→ **Seitentext**:
Ich hörte das als Antwort auf meine Frage nach der Affäre Lavon—Ben Gurion. Der Wind und der Regen kommen beim Fenster herein, in dem noch keine Scheiben sind. Man muß öfter seinen Rücken gegen den Fensterrahmen stemmen, damit die Windstöße das neue Zimmer nicht zerstören. Aber ein innerpolitischer, ein innerparteilicher Streit schneidet tief in die israelische Politik ein.

Fünfhundert Kilometer im Norden beraten die Außenminister der arabischen Staaten, wie der Krieg gegen Israel weitergeführt werden könne, ohne daß eine arabische Armee strapaziert werden muß.

Die ägyptischen Arsenale werden nach einer kurzen Pause wieder von neuen Ostblockwaffen überschwemmt und die westlichen Rüstungsfirmen lassen sich nicht lumpen.

Afrikanische Staaten, die bisher sichere Bundesgenossen waren, unterschreiben auf Geheiß Nassers kriegerische Resolutionen gegen Israel.

Eine neue Welle der Emigration kommt aus Marokko über Israel und überfordert fast die wirtschaftliche, moralische und soziale Aufnahms- fähigkeit.

Täglich kommen neue Windstöße durchs Fenster, tauchen neue Probleme auf. Naeh seinen Problemen zu schließen, besteht Israel nicht zwölf Jahre, sondern befindet sich noch in der stürmischen Entwicklung der ersten Jahre. In dieser Situation ist alle Aufmerksamkeit auf die politische Arena gerichtet, in der der „alte Mann“ Ben Gurion und der mächtige Gewerkschaftsführer Lavon zur Entscheidungsrunde angetreten sind.

Ich fuhr von Minister zu Minister. Keiner wollte davon sprechen. „Die Affäre Lavon schneidet zu tief in unser Fleisch ein“, argumentiert Israels Pressechef Länder (aus der Wiener Hakoah). Aber dann präzisieren er und Arbeitsminister Josephsthal doch: Es geht um „Demokratie oder die unkontrollierte Herrschaft der alten Apparate".

→ **Zu erledigende Aufgaben**:
#1 Kopiere aus den Datensätzen die Zeilen von der Zeile mit „handbag in the photo above.“ bis zur Zeile mit „zipper in the photo above.“, beide eingeschlossen, ohne jede Änderung.
#2 Schreib den Text über die Affäre Lavon im Anschluss an seinen letzten Satz weiter.

→ **Bereitgestellte Datensätze**:
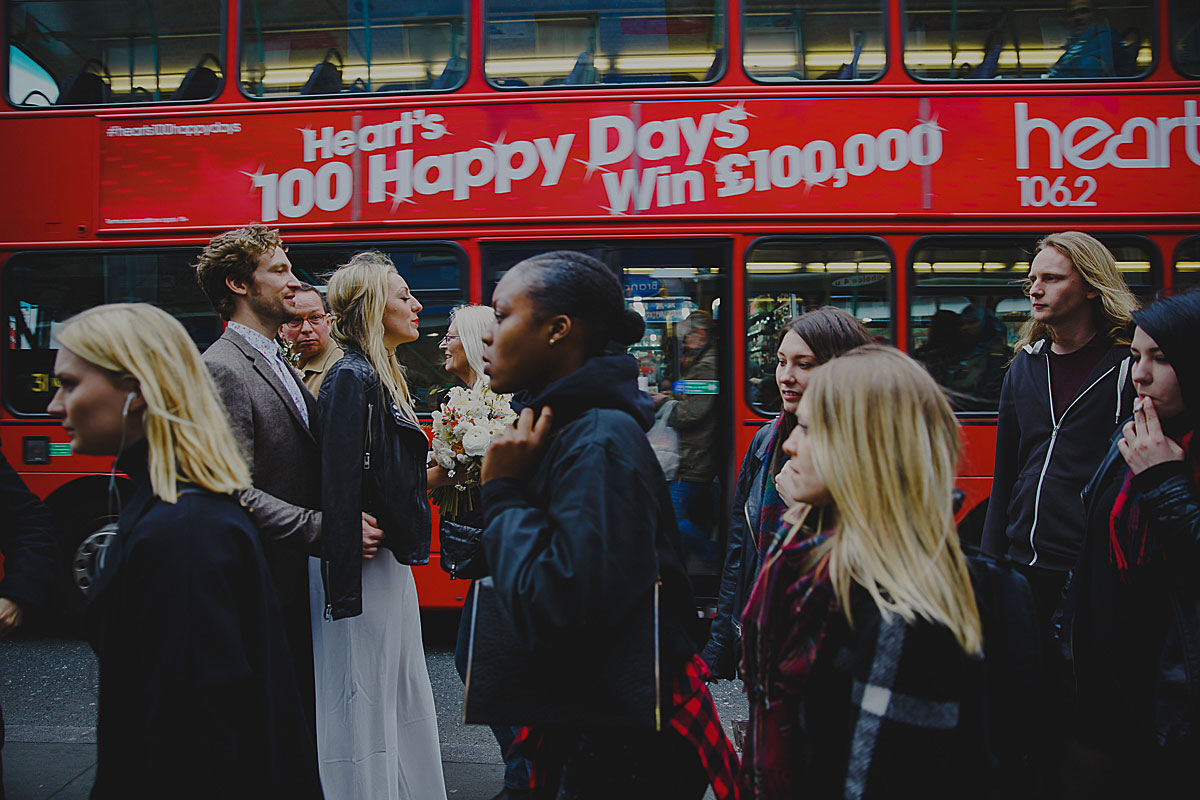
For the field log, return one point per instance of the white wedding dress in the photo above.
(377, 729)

* * *

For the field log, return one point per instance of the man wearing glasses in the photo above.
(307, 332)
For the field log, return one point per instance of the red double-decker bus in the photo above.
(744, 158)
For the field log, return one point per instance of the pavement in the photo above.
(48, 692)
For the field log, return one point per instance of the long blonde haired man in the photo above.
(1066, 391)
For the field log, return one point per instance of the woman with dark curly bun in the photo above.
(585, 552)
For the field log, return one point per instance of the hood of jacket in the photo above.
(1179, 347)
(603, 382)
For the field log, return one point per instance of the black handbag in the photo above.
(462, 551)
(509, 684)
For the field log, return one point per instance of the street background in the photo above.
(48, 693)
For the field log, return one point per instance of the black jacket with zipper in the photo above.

→ **Antworten je Aufgabe**:
#1
For the field log, return one point per instance of the black handbag in the photo above.
(462, 551)
(509, 684)
For the field log, return one point per instance of the street background in the photo above.
(48, 693)
For the field log, return one point per instance of the black jacket with zipper in the photo above.

#2
ISRAEL IST IN ZWEI TEILE GETEILT. Die Apparate verkörpern die Tradition der heroischen Zeit des Zionismus — und halten heute die wirtschaftliche und politische Macht in ihren Händen. Die anderen, außerhalb der Organisationen und Apparate, fühlen sich an die Wand gedrückt, sind politisch machtlos und wirtschaftlich administriert. Sie sind niemals zu Wort gekommen, aber sie haben jetzt Wortführer gefunden.

Der „alte Mann“ Ben Gurion ist selbst schon ein Denkmal aus der „heroischen Zeit“. Als Staatsführer ist er aber über den Zionismus, der sein Ziel erreicht hat und sehr ausgedient ist, und über alle Apparate hinausgewachsen: zusammen mit seinem Staat, den er vor der Erstarrung in den Händen der Traditionsapparate des Zionismus, durch die Gewerkschaften, die Kibbuzzim und die Parteien bewahren will. Unter seinem Schutz stehen die „Jungtürken“, Männer um den ehemaligen Stabschef Dayan.

Lavon, der Generalsekretär der Gewerkschaften, hat sich zum Wortführer der Apparate gemacht, als diese vor den Angriffen Ben Gurions und der Jungtürken in die Defensive gehen mußten. Das ist der Kern der Affäre Ben Gurion—Lavon. Alles andere, die problematischen Befehle von 1954, der Kampf um die Verantwortung Lavons, ist nur Verpackung. Aber aus der Verpackung ist schon der Inhalt zu erkennen.

LAVON WAR 1954 VERTEIDIGUNGSMINISTER GEWORDEN. Er war brennend ehrgeizig und wollte

beweisen, daß ein zionistischer Apparat- und Gewerkschaftsfunktionär den brillantesten und kühnsten Verteidigungsminister abgibt; besonders wenn der Funktionär Lavon heißt. Er gab Befehle zu abenteuerlichen Aktionen und kam sofort in Konflikt mit dem Generalstabschef, damals Mosche Dayan. Die Befehle wurden durchgeführt, sie kosteten Opfer, Prestige und einen ganzen Sektor des israelischen Geheimdienstes. Als dann die Frage der Verantwortung aufkam, wiesen die Offiziere auf Lavon. Der aber erklärte, daß die entscheidenden Befehle nicht von ihm ausgegangen seien, sondern von einem hohen Offizier des Geheimdienstes.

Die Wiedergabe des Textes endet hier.